Alıntılanan Bölüm:
------------------------------------------------

Kuzey Ege'nin Edremit, Ayvalık ve Burhaniye hattında elde edilen zeytinyağlarının yumuşak ve yeşil meyvemsi bir profile sahip olduğunu, Güney Ege'de Muğla, Milas ve Akhisar gibi bölgelerde ise aromatik gücü yüksek yağların öne çıktığını açıklayan Gözgeç, "Biz bu bölge ayrımlarını gözeterek lezzet gruplandırması yapıyor, farklı damak lezzetlerine sahip tüketicilerimize ürün çeşitlerimizi sunuyoruz" diyerek Kristal'in çeşitlendirme stratejisinin temelini aktarıyor.

İKLİM DEĞİŞİKLİĞİ ÜRETİCİYİ VE KALİTEYİ DOĞRUDAN ETKİLİYOR

Değişen iklim koşullarının zeytin üzerindeki etkilerini değerlendiren Gözgeç, "Son yıllarda sıcaklıkların yükselmesi, yağışların azalması ve kuraklığın artması Akdeniz Havzası'nı ciddi şekilde etkiliyor" diyerek riskin büyüklüğüne dikkat çekiyor. Bu tablo karşısında zeytin ağacının dayanıklılığının bile yetersiz kalabildiğini belirtiyor ve verimdeki dalgalanmaların fiziksel ve duyusal özellikleri de etkilediğini ifade ediyor. Kristal'in zeytin üreticisi olmamasına rağmen üreticilerin bu sürece uyum sağlaması için aktif bir rol üstlendiğini aktaran Gözgeç, "İklim dostu budama, hassas sulama, toprak yönetimi ve verim artırıcı sürdürülebilir uygulamalar konusunda üreticilerimizi bilinçlendiren çalışmalara katkı sağlamaktayız" sözleriyle şirketin destekleyici modelini açıklıyor. Bunun ardından kendi tesislerindeki dönüşüme de değinerek enerji verimliliği ve karbon ayak izi çalışmalarını sürdürülebilirlik hedeflerinin merkezine aldıklarını belirtiyor.

86 YILLIK TECRÜBE TEKNOLOJİYLE BULUŞUYOR

Kristal'in geleneksel üretim değerlerini çağın teknolojisiyle birleştirdiğini anlatan Gözgeç, önce üretim kapasitesindeki dönüşümü ele alıyor. "Ayvalık'ta kurulu sıkım tesisimizi tamamen modernize ederek iki fazlı kontinü sıkım tesisi haline getirdik" sözleriyle temel yatırımın niteliğini ortaya koyuyor. Ardından bu modernizasyonun yalnızca kapasiteyi değil, tüm Ege coğrafyasına sağlanan hizmet alanını genişlettiğini aktarıyor.

"2025 yılı içerisinde otomasyon sistemleri ve enerji tasarrufuna yönelik yaptığımız yatırımlar sayesinde hem daha hızlı üretim yapabiliyor hem de sürdürülebilirlik hedeflerimizle uyumlu biçimde kaynaklarımızı daha verimli kullanıyoruz" diyen Gözgeç, teknik dönüşümün marka vizyonundaki yerini de netleştiriyor. Bu yaklaşımın, Kristal'in değişmeyen kalite anlayışının gelecekteki güvencesi olacağını özellikle vurguluyor.

------------------------------------------------

Zeytinyağı metninde "86 YILLIK TECRÜBE" ifadesinden "alanını genişlettiğini aktarıyor." ifadesine kadar olan kısmı, "iki fazlı" yerine "üç fazlı" yazarak günceller misiniz?

Toplanan Veriler:
------------------------------------------------

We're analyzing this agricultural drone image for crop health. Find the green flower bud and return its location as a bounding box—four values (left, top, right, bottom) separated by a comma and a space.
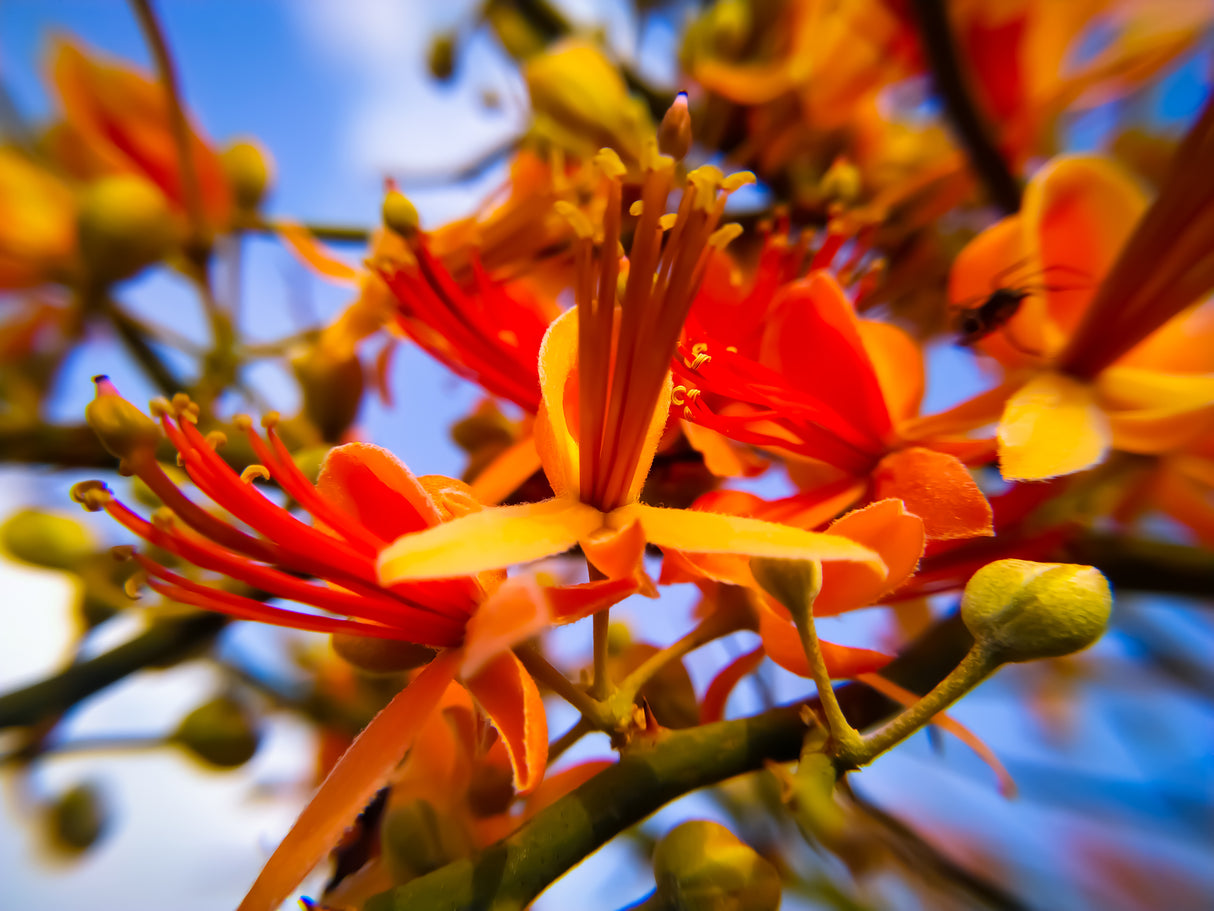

------------------------------------------------

Alıştırma Çözümü:
86 YILLIK TECRÜBE TEKNOLOJİYLE BULUŞUYOR

Kristal'in geleneksel üretim değerlerini çağın teknolojisiyle birleştirdiğini anlatan Gözgeç, önce üretim kapasitesindeki dönüşümü ele alıyor. "Ayvalık'ta kurulu sıkım tesisimizi tamamen modernize ederek üç fazlı kontinü sıkım tesisi haline getirdik" sözleriyle temel yatırımın niteliğini ortaya koyuyor. Ardından bu modernizasyonun yalnızca kapasiteyi değil, tüm Ege coğrafyasına sağlanan hizmet alanını genişlettiğini aktarıyor.